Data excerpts
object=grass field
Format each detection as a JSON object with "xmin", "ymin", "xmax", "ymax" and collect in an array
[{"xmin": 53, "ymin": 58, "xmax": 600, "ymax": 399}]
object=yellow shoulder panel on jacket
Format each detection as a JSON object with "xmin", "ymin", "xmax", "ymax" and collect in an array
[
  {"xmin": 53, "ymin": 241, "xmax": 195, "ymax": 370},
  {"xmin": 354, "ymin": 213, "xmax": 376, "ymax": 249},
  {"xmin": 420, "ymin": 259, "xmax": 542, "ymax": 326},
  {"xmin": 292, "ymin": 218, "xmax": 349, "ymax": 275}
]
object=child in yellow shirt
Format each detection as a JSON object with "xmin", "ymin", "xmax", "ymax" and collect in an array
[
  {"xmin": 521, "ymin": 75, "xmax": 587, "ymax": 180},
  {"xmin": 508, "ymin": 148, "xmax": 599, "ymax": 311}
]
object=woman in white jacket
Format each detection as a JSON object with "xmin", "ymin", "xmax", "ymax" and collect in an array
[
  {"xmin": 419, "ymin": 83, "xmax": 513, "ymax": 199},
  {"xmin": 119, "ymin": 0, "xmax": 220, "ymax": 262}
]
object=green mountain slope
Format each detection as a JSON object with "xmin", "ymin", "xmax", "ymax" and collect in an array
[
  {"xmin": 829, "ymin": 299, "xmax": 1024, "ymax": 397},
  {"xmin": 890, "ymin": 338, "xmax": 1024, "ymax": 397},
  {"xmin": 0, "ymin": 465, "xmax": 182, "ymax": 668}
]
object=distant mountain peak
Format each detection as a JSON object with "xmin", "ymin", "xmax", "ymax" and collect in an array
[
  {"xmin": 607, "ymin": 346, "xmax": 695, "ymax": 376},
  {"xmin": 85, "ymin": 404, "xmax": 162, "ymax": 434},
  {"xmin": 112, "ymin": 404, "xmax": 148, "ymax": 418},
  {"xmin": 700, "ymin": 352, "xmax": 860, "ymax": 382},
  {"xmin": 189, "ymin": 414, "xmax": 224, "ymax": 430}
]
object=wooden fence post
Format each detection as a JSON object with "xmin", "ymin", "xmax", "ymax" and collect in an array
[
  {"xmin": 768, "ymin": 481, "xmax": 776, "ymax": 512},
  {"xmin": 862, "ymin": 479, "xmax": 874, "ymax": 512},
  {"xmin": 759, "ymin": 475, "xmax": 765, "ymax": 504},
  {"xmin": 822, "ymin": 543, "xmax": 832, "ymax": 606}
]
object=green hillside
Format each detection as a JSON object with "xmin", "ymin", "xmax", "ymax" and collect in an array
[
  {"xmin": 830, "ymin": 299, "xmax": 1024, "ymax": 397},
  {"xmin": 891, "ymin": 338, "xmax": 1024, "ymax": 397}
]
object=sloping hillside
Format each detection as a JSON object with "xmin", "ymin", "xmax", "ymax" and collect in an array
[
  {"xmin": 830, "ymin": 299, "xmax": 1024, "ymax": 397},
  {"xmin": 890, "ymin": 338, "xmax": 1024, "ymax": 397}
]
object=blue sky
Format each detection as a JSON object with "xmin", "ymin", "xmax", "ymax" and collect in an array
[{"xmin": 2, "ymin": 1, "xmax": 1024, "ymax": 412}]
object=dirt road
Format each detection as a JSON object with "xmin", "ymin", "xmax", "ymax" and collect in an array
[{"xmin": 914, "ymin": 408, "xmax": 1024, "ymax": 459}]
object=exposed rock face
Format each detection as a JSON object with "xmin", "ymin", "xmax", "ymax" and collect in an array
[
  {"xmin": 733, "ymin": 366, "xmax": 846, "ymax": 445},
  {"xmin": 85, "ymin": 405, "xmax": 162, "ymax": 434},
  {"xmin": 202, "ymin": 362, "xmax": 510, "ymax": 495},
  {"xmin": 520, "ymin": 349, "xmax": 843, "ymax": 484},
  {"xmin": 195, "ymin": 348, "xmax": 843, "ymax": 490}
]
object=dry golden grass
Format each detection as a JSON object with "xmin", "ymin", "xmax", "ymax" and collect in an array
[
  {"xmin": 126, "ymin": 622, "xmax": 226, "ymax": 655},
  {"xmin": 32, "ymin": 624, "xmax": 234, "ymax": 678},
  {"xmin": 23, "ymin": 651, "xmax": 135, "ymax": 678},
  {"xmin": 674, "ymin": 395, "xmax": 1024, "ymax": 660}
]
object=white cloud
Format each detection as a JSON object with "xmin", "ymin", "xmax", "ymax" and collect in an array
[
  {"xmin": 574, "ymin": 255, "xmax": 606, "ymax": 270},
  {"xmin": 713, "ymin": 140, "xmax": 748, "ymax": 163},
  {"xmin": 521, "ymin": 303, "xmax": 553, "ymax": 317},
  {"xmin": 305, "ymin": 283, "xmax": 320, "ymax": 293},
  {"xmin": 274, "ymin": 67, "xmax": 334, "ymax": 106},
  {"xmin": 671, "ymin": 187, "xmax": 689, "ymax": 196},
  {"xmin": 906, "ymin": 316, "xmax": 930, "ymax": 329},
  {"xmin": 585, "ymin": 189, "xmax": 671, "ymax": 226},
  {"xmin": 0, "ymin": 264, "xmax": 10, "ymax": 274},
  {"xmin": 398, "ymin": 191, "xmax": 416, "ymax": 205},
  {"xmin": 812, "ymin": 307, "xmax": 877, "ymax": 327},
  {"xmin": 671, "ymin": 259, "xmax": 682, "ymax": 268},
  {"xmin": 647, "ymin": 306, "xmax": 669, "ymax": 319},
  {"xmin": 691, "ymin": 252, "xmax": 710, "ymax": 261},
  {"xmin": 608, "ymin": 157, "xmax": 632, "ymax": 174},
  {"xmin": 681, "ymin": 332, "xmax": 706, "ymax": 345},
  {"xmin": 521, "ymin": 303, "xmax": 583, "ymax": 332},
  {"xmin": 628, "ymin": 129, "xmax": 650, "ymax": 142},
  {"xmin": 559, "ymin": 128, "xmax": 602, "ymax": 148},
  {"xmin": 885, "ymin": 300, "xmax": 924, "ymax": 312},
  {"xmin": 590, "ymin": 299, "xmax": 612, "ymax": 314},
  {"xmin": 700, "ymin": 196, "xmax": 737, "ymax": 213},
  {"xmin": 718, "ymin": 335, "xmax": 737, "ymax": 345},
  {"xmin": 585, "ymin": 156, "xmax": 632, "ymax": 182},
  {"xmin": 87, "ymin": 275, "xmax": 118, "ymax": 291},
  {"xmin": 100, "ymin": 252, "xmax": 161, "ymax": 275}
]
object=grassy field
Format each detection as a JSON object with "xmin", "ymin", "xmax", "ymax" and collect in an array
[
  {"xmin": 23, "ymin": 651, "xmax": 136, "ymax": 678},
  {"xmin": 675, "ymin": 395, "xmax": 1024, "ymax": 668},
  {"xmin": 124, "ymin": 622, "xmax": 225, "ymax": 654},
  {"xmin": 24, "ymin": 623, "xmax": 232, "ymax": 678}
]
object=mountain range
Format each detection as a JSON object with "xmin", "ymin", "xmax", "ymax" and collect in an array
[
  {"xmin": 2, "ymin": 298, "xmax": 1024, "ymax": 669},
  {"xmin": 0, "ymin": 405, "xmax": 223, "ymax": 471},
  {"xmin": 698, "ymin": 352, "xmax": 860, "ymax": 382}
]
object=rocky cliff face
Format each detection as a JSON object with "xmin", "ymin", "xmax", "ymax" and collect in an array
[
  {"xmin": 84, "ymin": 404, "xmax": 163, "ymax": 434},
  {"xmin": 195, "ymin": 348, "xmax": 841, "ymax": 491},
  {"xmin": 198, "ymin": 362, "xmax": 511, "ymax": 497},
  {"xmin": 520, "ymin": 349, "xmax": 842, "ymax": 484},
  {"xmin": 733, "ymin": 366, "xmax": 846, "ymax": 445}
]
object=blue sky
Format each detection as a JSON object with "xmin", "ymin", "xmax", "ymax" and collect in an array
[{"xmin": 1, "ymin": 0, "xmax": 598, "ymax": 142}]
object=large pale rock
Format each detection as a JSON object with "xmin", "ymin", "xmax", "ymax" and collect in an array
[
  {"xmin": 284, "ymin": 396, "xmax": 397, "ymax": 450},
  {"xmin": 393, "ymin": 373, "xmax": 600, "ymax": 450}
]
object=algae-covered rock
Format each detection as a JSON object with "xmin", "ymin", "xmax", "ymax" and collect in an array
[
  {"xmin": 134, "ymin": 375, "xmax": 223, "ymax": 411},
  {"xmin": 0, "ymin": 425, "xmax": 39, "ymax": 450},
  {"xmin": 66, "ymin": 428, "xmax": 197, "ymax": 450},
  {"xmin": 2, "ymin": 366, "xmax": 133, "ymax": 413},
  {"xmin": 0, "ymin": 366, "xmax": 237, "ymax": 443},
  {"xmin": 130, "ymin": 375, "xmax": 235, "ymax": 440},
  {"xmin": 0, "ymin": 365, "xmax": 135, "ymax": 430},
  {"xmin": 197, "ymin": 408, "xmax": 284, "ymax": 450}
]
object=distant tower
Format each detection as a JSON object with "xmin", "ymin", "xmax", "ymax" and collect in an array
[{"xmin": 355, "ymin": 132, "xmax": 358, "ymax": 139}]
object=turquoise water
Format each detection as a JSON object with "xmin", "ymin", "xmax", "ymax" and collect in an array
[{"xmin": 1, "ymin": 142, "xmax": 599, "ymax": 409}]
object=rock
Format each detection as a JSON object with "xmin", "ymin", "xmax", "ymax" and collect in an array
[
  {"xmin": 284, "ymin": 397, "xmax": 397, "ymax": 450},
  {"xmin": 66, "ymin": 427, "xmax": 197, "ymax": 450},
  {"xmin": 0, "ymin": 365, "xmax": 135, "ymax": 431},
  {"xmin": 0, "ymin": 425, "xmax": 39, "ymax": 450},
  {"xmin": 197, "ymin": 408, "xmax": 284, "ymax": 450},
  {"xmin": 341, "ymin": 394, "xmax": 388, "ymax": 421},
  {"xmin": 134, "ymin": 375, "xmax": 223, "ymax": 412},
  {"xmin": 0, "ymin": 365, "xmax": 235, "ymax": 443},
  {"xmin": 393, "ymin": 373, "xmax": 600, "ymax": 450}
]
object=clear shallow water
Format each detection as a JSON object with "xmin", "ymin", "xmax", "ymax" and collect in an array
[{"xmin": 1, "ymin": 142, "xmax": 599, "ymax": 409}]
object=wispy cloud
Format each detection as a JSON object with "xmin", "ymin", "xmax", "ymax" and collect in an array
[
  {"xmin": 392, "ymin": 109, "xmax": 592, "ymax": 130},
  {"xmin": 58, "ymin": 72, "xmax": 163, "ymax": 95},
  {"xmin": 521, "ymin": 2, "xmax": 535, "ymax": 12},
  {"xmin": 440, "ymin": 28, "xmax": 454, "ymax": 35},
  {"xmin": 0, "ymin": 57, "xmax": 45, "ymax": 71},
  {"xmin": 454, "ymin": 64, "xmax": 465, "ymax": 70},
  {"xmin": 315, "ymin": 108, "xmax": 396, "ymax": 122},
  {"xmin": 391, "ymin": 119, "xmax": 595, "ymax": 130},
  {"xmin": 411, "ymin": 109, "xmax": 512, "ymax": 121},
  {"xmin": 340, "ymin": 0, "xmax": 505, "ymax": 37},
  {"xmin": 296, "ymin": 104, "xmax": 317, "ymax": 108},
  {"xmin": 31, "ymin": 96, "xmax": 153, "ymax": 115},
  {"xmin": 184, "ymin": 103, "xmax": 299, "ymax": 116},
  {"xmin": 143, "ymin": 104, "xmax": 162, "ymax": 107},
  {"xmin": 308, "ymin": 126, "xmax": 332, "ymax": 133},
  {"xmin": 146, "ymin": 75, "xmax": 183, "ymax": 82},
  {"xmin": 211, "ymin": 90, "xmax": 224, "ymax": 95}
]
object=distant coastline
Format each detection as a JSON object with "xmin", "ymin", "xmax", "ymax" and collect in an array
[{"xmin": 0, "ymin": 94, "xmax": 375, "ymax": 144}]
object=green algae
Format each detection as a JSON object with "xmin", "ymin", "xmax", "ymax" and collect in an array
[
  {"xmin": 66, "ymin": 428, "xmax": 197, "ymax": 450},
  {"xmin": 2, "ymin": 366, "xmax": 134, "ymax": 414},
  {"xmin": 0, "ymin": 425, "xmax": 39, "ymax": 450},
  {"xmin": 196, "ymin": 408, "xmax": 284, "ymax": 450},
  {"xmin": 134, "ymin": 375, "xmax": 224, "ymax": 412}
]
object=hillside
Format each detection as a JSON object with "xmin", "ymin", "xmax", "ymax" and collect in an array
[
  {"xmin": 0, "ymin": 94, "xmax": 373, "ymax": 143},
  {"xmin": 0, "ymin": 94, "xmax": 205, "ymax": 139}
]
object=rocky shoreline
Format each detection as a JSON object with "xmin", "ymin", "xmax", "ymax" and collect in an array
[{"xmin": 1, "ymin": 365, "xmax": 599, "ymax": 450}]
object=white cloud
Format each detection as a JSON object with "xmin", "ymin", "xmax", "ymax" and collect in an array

» What to do
Will you return exactly the lines above from the one with "object=green hillside" down to the one with "object=exposed rock face", counting both as part of the range?

» Exercise response
object=green hillside
Format each detection as a JSON object with "xmin", "ymin", "xmax", "ymax" and collect in an array
[
  {"xmin": 830, "ymin": 299, "xmax": 1024, "ymax": 397},
  {"xmin": 891, "ymin": 338, "xmax": 1024, "ymax": 397}
]
object=sloping hillside
Format each detection as a JSON object with "xmin", "ymin", "xmax", "ymax" and collect in an array
[
  {"xmin": 830, "ymin": 299, "xmax": 1024, "ymax": 397},
  {"xmin": 890, "ymin": 338, "xmax": 1024, "ymax": 397}
]
object=blue sky
Format each detection as a JSON object with "xmin", "ymin", "xmax", "ymax" and collect in an array
[{"xmin": 2, "ymin": 1, "xmax": 1024, "ymax": 412}]
object=dirt road
Format each detection as a JSON object with "xmin", "ymin", "xmax", "ymax" and collect in an array
[{"xmin": 914, "ymin": 408, "xmax": 1024, "ymax": 459}]
object=exposed rock face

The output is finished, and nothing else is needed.